-- Dataset records follows --

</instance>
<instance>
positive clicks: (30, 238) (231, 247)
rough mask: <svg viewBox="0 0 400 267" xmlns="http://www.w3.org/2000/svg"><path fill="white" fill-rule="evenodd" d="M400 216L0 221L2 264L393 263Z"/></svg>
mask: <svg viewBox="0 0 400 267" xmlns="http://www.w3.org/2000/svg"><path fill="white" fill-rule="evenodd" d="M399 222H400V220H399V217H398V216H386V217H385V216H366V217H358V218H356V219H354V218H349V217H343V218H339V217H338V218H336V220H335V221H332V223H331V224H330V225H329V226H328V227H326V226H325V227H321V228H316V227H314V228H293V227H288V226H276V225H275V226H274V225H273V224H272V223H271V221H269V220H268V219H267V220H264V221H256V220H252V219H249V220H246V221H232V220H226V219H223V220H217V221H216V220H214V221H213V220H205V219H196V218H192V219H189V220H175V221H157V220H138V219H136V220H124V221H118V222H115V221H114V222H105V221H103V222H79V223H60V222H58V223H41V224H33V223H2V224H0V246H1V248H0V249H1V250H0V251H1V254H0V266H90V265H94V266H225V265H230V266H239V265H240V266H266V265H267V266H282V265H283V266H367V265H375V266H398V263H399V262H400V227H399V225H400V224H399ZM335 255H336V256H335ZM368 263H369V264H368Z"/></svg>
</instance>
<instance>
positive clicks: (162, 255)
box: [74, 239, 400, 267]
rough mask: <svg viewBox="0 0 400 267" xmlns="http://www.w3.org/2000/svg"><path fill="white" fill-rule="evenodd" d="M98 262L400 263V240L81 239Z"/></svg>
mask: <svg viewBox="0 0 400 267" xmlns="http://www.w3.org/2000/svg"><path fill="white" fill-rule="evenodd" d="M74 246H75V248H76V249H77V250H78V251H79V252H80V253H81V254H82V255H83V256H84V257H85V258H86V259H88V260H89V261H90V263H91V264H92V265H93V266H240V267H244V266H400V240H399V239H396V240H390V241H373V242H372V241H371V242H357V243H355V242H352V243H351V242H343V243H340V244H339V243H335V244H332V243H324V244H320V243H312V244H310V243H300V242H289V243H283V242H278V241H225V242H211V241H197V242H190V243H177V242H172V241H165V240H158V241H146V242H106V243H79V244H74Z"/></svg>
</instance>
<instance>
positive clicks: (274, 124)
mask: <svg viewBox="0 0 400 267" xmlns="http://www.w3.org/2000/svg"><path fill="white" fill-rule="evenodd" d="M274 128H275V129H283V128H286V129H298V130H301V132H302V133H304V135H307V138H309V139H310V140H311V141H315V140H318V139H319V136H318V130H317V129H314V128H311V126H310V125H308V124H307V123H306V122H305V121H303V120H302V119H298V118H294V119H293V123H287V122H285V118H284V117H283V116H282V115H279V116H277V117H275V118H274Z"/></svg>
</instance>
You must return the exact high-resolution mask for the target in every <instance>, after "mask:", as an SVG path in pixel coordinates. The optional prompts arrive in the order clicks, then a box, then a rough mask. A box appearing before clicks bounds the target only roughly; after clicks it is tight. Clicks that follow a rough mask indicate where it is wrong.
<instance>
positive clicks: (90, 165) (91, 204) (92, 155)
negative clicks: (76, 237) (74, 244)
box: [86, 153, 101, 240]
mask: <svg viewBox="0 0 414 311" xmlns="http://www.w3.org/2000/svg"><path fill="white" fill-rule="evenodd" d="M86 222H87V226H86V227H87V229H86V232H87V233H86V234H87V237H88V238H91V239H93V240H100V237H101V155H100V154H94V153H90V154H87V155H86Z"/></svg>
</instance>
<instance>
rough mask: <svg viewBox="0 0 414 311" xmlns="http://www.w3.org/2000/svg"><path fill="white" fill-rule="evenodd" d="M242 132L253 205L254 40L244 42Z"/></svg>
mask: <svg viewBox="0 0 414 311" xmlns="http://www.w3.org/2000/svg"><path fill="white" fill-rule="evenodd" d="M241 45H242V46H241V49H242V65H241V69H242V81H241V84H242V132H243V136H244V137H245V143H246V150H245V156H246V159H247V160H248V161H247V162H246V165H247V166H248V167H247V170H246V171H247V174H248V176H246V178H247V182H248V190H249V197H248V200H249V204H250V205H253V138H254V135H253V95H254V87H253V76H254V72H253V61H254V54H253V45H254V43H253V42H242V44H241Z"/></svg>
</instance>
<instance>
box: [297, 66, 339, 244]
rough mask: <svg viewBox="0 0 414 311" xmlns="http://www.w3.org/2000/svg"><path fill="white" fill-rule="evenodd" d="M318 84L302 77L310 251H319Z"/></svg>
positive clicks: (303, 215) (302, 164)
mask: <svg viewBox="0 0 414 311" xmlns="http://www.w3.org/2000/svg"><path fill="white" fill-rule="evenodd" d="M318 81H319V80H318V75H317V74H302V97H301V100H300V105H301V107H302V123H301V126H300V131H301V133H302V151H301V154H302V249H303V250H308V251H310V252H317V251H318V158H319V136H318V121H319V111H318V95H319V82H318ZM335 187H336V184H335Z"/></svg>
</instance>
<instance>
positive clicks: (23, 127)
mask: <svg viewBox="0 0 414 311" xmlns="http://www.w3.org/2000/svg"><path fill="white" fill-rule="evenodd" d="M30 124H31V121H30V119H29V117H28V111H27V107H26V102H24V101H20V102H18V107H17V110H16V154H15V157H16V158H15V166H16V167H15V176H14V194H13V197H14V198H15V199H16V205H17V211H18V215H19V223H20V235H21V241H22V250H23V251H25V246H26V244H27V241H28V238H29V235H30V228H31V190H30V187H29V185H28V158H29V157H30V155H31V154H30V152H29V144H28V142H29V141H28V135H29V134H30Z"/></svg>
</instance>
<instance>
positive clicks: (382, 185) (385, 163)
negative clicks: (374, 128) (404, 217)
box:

-- Dataset records concluded --

Nothing above should be left out; write out every record exactly.

- Solution for this problem -
</instance>
<instance>
positive clicks: (30, 238) (231, 247)
rough mask: <svg viewBox="0 0 400 267" xmlns="http://www.w3.org/2000/svg"><path fill="white" fill-rule="evenodd" d="M400 216L0 221L2 264L393 263Z"/></svg>
mask: <svg viewBox="0 0 400 267" xmlns="http://www.w3.org/2000/svg"><path fill="white" fill-rule="evenodd" d="M399 222H400V220H399V217H398V216H386V217H385V216H366V217H358V218H356V219H354V218H349V217H343V218H339V217H338V218H336V220H335V221H332V223H331V224H330V225H329V226H328V227H326V226H325V227H321V228H316V227H314V228H293V227H288V226H276V225H275V226H274V225H273V224H272V223H271V221H269V220H268V219H267V220H264V221H256V220H252V219H249V220H246V221H232V220H226V219H223V220H217V221H216V220H214V221H213V220H205V219H196V218H192V219H189V220H175V221H157V220H138V219H136V220H124V221H118V222H115V221H114V222H105V221H103V222H79V223H60V222H58V223H41V224H33V223H2V224H0V246H1V248H0V249H1V250H0V251H1V254H0V266H90V265H94V266H225V265H230V266H239V265H240V266H266V265H267V266H282V265H283V266H367V265H375V266H398V263H399V262H400V227H399V225H400V224H399ZM335 255H336V256H335ZM368 263H369V264H368Z"/></svg>
</instance>
<instance>
positive clicks: (162, 255)
box: [74, 239, 400, 267]
rough mask: <svg viewBox="0 0 400 267" xmlns="http://www.w3.org/2000/svg"><path fill="white" fill-rule="evenodd" d="M98 262L400 263V240L81 239Z"/></svg>
mask: <svg viewBox="0 0 400 267" xmlns="http://www.w3.org/2000/svg"><path fill="white" fill-rule="evenodd" d="M74 246H75V248H76V249H77V250H78V251H79V252H80V253H81V254H82V255H83V256H84V257H85V258H86V259H88V260H89V261H90V263H91V264H92V265H93V266H240V267H244V266H400V240H399V239H396V240H390V241H373V242H372V241H371V242H357V243H355V242H352V243H351V242H343V243H340V244H339V243H335V244H332V243H324V244H320V243H312V244H310V243H300V242H289V243H283V242H278V241H225V242H211V241H197V242H190V243H177V242H172V241H165V240H158V241H146V242H106V243H79V244H74Z"/></svg>
</instance>
<instance>
positive clicks: (274, 124)
mask: <svg viewBox="0 0 400 267" xmlns="http://www.w3.org/2000/svg"><path fill="white" fill-rule="evenodd" d="M274 128H275V129H283V128H286V129H298V130H301V132H302V133H304V135H307V138H309V139H310V140H311V141H315V140H318V139H319V136H318V130H317V129H314V128H311V126H310V125H308V124H307V123H306V122H305V121H303V120H302V119H298V118H294V119H293V123H287V122H285V118H284V117H283V116H282V115H279V116H277V117H275V118H274Z"/></svg>
</instance>
You must return the exact high-resolution mask for the target in every <instance>, after "mask:", as an SVG path in pixel coordinates. The optional prompts arrive in the order clicks, then a box, then a rough mask. A box appearing before clicks bounds the target only roughly; after clicks it is tight. Clicks that follow a rough mask indicate where it is wrong.
<instance>
positive clicks: (90, 165) (91, 204) (92, 155)
negative clicks: (76, 237) (74, 244)
box: [86, 153, 101, 240]
mask: <svg viewBox="0 0 414 311" xmlns="http://www.w3.org/2000/svg"><path fill="white" fill-rule="evenodd" d="M86 222H87V226H86V227H87V229H86V232H87V233H86V234H87V237H88V238H91V239H93V240H100V237H101V155H100V154H94V153H90V154H87V155H86Z"/></svg>
</instance>
<instance>
rough mask: <svg viewBox="0 0 414 311" xmlns="http://www.w3.org/2000/svg"><path fill="white" fill-rule="evenodd" d="M242 132L253 205L254 40L244 42Z"/></svg>
mask: <svg viewBox="0 0 414 311" xmlns="http://www.w3.org/2000/svg"><path fill="white" fill-rule="evenodd" d="M241 45H242V46H241V49H242V65H241V69H242V81H241V84H242V132H243V136H244V137H245V143H246V150H245V156H246V159H247V160H248V161H247V162H246V165H247V166H248V167H247V170H246V171H247V174H248V176H246V178H247V182H248V190H249V197H248V200H249V204H250V205H253V138H254V135H253V95H254V87H253V76H254V72H253V61H254V54H253V45H254V43H253V42H242V44H241Z"/></svg>
</instance>
<instance>
box: [297, 66, 339, 244]
rough mask: <svg viewBox="0 0 414 311" xmlns="http://www.w3.org/2000/svg"><path fill="white" fill-rule="evenodd" d="M318 84L302 77L310 251H319Z"/></svg>
positive clicks: (303, 215) (302, 164)
mask: <svg viewBox="0 0 414 311" xmlns="http://www.w3.org/2000/svg"><path fill="white" fill-rule="evenodd" d="M318 81H319V80H318V75H317V74H302V97H301V100H300V105H301V107H302V123H301V126H300V131H301V133H302V151H301V154H302V249H303V250H308V251H310V252H317V251H318V158H319V136H318V121H319V111H318V95H319V82H318ZM335 187H336V184H335Z"/></svg>
</instance>
<instance>
positive clicks: (23, 127)
mask: <svg viewBox="0 0 414 311" xmlns="http://www.w3.org/2000/svg"><path fill="white" fill-rule="evenodd" d="M30 124H31V121H30V119H29V117H28V111H27V107H26V102H24V101H20V102H18V107H17V110H16V154H15V157H16V158H15V166H16V167H15V176H14V194H13V197H14V198H15V199H16V205H17V211H18V215H19V223H20V235H21V241H22V250H23V251H25V246H26V244H27V241H28V238H29V235H30V228H31V190H30V187H29V185H28V158H29V157H30V155H31V154H30V152H29V144H28V142H29V141H28V135H29V134H30Z"/></svg>
</instance>
<instance>
positive clicks: (382, 185) (385, 163)
negative clicks: (374, 128) (404, 217)
box:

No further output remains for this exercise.